◆ What you need to do
Copy out the records precisely, omitting pictures.

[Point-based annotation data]
==================================================
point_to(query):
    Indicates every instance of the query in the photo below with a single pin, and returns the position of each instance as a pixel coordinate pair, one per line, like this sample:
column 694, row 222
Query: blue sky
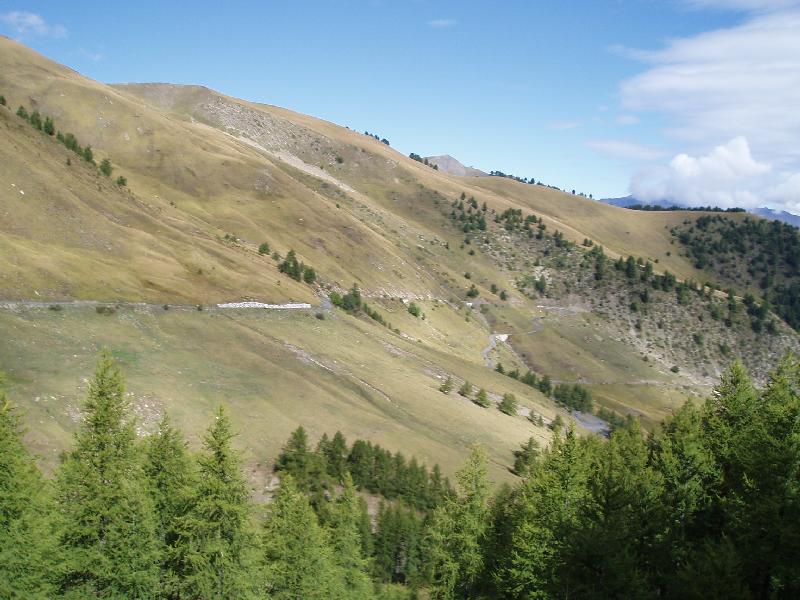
column 654, row 96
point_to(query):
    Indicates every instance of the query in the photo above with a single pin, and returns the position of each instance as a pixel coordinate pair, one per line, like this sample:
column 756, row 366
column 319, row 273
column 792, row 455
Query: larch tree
column 172, row 478
column 297, row 556
column 27, row 546
column 456, row 533
column 106, row 526
column 214, row 546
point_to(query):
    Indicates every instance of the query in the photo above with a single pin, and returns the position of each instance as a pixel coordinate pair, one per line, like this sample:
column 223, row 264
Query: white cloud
column 743, row 5
column 93, row 56
column 565, row 125
column 728, row 176
column 26, row 23
column 741, row 81
column 442, row 23
column 625, row 150
column 740, row 84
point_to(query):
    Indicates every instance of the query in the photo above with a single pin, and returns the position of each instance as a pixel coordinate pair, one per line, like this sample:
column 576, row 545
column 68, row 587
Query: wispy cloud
column 30, row 24
column 740, row 83
column 565, row 125
column 92, row 56
column 626, row 150
column 628, row 120
column 743, row 5
column 442, row 23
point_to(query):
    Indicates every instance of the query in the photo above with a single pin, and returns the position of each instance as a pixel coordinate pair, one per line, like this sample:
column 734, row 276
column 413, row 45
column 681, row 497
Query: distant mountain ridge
column 767, row 213
column 453, row 166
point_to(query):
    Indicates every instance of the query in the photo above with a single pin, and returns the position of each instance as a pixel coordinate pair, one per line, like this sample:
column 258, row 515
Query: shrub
column 291, row 266
column 508, row 404
column 36, row 120
column 351, row 301
column 573, row 396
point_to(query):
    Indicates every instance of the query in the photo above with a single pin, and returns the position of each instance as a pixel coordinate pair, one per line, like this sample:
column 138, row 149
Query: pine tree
column 614, row 553
column 508, row 404
column 447, row 385
column 456, row 533
column 26, row 542
column 297, row 557
column 691, row 480
column 172, row 478
column 543, row 519
column 344, row 521
column 107, row 525
column 336, row 457
column 525, row 457
column 306, row 467
column 214, row 545
column 106, row 168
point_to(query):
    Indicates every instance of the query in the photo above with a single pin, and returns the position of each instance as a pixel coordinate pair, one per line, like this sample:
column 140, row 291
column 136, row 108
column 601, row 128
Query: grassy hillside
column 211, row 178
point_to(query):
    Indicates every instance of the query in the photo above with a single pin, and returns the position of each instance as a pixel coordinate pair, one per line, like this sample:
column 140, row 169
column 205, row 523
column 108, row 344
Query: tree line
column 706, row 507
column 755, row 253
column 46, row 125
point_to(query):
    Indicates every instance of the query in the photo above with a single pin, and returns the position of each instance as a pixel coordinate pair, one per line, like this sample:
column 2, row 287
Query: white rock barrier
column 288, row 306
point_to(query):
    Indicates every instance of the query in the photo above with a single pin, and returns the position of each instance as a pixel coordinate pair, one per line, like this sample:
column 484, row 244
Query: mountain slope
column 211, row 178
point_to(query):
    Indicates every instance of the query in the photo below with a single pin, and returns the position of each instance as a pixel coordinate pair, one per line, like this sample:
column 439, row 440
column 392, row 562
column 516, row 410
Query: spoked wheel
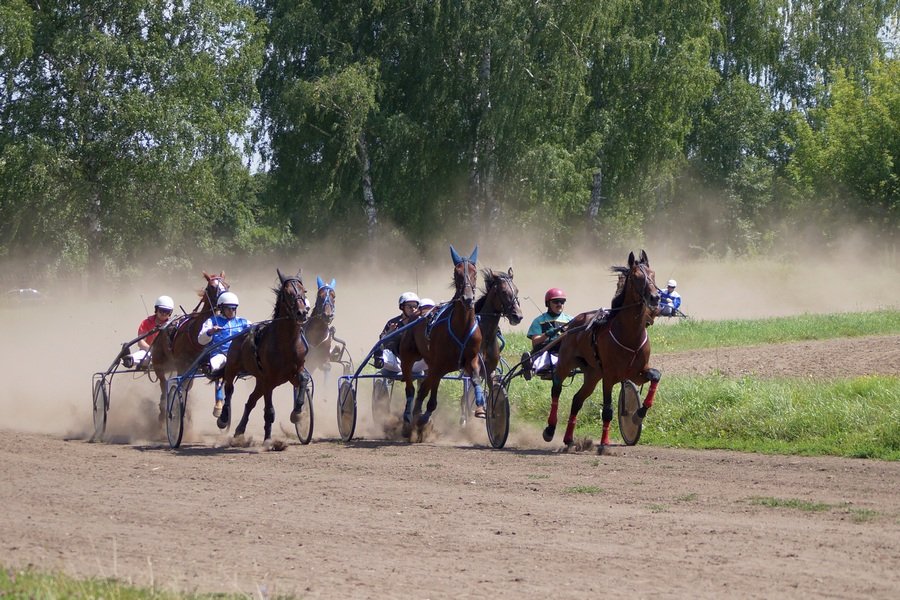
==================================================
◆ Response to this task
point_to(query):
    Indicates every instance of the query in the photo below with a single pin, and returns the position of each instance as a pixel coordinate pair, one per line, like this sample:
column 694, row 222
Query: blue sky
column 654, row 96
point_to(query):
    Indicates every instance of the query in the photo above with a single pin, and returns the position of each instance as a pixel coordinate pair, one per line, like this sample:
column 756, row 366
column 319, row 273
column 792, row 455
Query: larch tree
column 172, row 478
column 297, row 556
column 27, row 546
column 456, row 533
column 106, row 526
column 214, row 546
point_to(query):
    Indicates every instance of the query in the photo above with a single pin, and returns the position of each instance as a pixel coordinate pair, one per line, like this sample:
column 223, row 264
Query: white cloud
column 743, row 5
column 93, row 56
column 565, row 125
column 728, row 176
column 26, row 23
column 741, row 81
column 442, row 23
column 625, row 150
column 740, row 84
point_to(query):
    Indicates every instance of the query in the photo above with a single pin, and returns the position of each instance as a pixel coordinate pair, one per line, like this sample:
column 576, row 545
column 68, row 587
Query: wispy cloud
column 30, row 24
column 740, row 83
column 565, row 125
column 92, row 56
column 626, row 150
column 628, row 120
column 743, row 5
column 442, row 23
point_to(query):
    Indicates every instance of the query in the photo above with a single pin, and returns the position of each instance as a pixel coordinate pair, one per line, like this sample:
column 734, row 276
column 413, row 45
column 681, row 497
Query: distant mountain ridge
column 767, row 213
column 453, row 166
point_to(query):
    Indicates every instance of the query in the photo above with a single pin, and returns the position of each instance as a pixel coordinate pair, one per line, like this sample:
column 258, row 515
Query: shrub
column 291, row 266
column 508, row 404
column 36, row 120
column 351, row 301
column 573, row 396
point_to(query):
    Indicates every instance of the query in the photo above with a single pin, and returns the position of each instance as a pixel coordinate pair, one per line, like this sample:
column 138, row 149
Query: pine tree
column 614, row 553
column 508, row 404
column 447, row 385
column 456, row 533
column 26, row 542
column 297, row 557
column 691, row 480
column 172, row 478
column 543, row 519
column 344, row 521
column 107, row 525
column 336, row 457
column 525, row 457
column 306, row 467
column 214, row 545
column 106, row 168
point_to(query):
    Indicates every instance of the query in the photo above with a single pin, and returns the position of each instance as a pixel coordinate pair, one per line, like this sample:
column 140, row 291
column 136, row 108
column 601, row 128
Query: grassy hillside
column 211, row 178
point_to(query):
    Indicates every instance of the query in the photo above with a single pin, and returns the position of each instance as a pixel coordinate pair, one per line, like this sample:
column 140, row 169
column 205, row 523
column 108, row 344
Query: tree line
column 706, row 507
column 755, row 253
column 46, row 125
point_to(query):
    Indicates every instance of the query in the photo above with a single pin, and returns the position of each instance as a pixel coordinate pair, one per line, like this sample:
column 2, row 287
Query: white rock barrier
column 288, row 306
point_to(query):
    Indicates every instance of the query in the photo above with a single pin, and returns the position of each instance as a pixel coordinate pair, one per line, like this sample:
column 484, row 244
Query: mountain slope
column 211, row 178
point_to(query):
    Indicates every instance of the query in the photo below with a single pin, and returns the position of each instance as a pixel coordinate pair, one per line, like this sample:
column 439, row 440
column 392, row 562
column 516, row 410
Query: spoked wheel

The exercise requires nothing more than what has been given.